§ Problem to solve: Render the records from the line containing "Place one keypoint on each instance of the black pupil, using" through the line containing "Target: deep water background" as a numbered list, omitting any blank lines.

§ Data:
______________________________
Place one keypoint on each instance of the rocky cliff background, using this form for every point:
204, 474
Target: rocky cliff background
______________________________
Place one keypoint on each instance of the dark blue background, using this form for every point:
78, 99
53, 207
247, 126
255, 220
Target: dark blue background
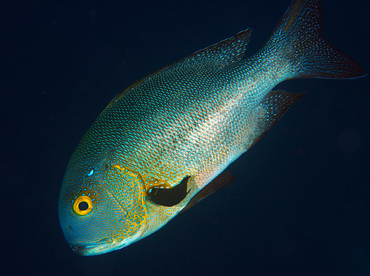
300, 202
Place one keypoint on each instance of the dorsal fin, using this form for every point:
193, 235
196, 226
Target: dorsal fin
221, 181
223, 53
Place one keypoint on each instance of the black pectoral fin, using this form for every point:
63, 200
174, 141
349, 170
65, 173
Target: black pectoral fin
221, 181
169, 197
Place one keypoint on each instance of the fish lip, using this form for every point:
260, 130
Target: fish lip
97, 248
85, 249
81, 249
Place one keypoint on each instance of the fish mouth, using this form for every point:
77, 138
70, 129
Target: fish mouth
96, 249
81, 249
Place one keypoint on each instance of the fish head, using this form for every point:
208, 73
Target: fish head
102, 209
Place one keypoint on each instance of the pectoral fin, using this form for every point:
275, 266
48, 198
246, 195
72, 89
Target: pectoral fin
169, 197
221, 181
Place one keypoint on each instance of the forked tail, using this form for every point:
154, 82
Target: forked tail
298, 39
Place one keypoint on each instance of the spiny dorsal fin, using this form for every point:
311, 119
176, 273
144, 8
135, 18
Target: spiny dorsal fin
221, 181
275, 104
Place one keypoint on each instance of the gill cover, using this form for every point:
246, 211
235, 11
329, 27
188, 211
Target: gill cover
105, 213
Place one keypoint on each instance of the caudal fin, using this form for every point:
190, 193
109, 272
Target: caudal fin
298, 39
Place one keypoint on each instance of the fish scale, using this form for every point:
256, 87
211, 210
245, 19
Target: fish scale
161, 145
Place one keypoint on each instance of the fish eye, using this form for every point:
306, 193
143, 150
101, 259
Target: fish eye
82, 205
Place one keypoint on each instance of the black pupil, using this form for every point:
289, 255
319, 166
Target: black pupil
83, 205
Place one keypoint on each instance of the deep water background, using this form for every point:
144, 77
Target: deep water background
______________________________
§ Task response:
1. Place one keypoint on each instance of the black pupil, using this form for every point:
2. 289, 255
3. 319, 166
4. Target: black pupil
5. 83, 205
6. Place one keypoint on each instance of the deep water background, using this form for every point:
7. 144, 77
8. Target: deep water background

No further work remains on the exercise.